■ **EXERCISE**
Within the data below, count the lines that include the word "small". Provide the number and nothing further.

■ **DATA FOR PROCESSING**
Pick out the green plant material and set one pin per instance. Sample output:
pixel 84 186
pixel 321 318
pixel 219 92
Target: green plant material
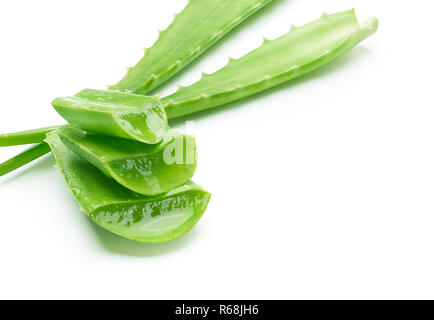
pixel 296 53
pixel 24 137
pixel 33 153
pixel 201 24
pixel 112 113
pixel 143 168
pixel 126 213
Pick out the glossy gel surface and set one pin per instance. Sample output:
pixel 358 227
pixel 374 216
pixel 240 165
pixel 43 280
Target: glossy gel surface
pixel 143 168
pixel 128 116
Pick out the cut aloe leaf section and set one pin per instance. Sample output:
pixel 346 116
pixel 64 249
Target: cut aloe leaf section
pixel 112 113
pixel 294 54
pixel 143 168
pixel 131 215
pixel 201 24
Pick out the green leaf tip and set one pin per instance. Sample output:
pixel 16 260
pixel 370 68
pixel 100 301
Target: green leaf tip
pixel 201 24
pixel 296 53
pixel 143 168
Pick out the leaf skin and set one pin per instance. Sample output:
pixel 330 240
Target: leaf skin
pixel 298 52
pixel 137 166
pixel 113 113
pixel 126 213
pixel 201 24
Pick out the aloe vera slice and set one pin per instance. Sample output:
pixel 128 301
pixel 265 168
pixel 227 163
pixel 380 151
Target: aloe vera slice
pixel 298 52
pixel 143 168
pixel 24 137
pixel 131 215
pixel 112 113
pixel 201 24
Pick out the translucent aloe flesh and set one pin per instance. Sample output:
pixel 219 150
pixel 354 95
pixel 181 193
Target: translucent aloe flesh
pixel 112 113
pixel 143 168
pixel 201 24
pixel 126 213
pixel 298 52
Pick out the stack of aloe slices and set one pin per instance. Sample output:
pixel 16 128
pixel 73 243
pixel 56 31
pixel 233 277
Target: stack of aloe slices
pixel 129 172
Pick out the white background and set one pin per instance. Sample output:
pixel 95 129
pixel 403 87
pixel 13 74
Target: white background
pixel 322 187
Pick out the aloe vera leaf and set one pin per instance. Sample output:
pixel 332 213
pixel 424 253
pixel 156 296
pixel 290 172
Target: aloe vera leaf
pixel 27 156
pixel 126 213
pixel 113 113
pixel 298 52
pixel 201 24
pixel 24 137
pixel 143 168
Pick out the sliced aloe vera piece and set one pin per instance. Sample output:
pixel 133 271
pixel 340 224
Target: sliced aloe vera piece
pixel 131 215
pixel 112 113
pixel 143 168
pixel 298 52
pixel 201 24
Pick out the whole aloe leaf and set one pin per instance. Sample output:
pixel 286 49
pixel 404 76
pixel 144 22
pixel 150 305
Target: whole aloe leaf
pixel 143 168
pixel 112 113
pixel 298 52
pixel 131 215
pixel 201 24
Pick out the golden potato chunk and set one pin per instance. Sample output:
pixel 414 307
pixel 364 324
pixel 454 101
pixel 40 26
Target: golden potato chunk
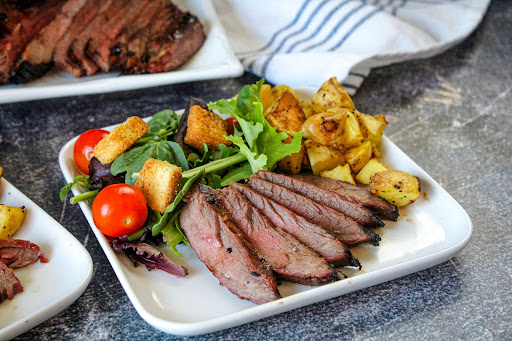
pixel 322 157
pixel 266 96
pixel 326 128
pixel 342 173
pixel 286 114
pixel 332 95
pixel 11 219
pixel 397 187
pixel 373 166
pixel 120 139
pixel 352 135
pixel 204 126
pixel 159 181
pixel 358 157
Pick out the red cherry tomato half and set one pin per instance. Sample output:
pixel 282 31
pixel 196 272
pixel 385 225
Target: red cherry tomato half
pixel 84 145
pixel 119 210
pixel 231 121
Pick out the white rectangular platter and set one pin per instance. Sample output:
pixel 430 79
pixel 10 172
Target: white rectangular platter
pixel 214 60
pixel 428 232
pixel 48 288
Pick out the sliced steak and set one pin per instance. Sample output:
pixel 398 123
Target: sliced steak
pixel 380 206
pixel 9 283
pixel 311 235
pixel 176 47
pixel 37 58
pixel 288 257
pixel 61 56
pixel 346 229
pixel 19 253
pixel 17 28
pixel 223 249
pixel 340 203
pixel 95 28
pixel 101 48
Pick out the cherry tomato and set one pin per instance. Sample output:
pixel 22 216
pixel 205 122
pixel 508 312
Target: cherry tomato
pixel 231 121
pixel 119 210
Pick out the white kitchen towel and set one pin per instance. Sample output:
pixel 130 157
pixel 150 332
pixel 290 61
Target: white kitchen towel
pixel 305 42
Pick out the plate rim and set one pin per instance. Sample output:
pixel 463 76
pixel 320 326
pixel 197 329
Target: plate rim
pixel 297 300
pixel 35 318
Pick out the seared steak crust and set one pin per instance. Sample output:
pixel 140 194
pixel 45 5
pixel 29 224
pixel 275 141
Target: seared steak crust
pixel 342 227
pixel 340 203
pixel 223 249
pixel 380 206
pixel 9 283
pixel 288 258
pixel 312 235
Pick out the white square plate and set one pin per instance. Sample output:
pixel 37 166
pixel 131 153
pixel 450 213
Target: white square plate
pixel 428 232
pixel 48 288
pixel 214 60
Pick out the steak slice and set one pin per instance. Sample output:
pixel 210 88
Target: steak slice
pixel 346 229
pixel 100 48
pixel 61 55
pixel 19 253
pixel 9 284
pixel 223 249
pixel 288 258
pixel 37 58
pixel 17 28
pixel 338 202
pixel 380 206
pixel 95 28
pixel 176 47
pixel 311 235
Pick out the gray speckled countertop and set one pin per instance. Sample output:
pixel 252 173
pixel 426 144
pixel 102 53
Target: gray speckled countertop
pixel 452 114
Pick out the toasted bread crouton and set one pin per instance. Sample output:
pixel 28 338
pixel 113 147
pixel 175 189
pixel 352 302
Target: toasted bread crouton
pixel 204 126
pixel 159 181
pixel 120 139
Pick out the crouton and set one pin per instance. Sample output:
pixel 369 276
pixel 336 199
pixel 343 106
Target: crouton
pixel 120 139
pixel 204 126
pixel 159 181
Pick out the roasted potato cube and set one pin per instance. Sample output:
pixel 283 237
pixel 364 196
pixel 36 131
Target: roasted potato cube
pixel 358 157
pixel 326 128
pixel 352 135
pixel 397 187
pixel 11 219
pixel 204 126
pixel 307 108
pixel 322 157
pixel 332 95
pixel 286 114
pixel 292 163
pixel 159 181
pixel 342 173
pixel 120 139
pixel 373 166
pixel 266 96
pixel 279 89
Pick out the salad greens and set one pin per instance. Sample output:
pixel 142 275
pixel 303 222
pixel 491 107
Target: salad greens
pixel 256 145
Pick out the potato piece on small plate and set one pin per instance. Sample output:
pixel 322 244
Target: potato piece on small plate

■ **FINAL ANSWER**
2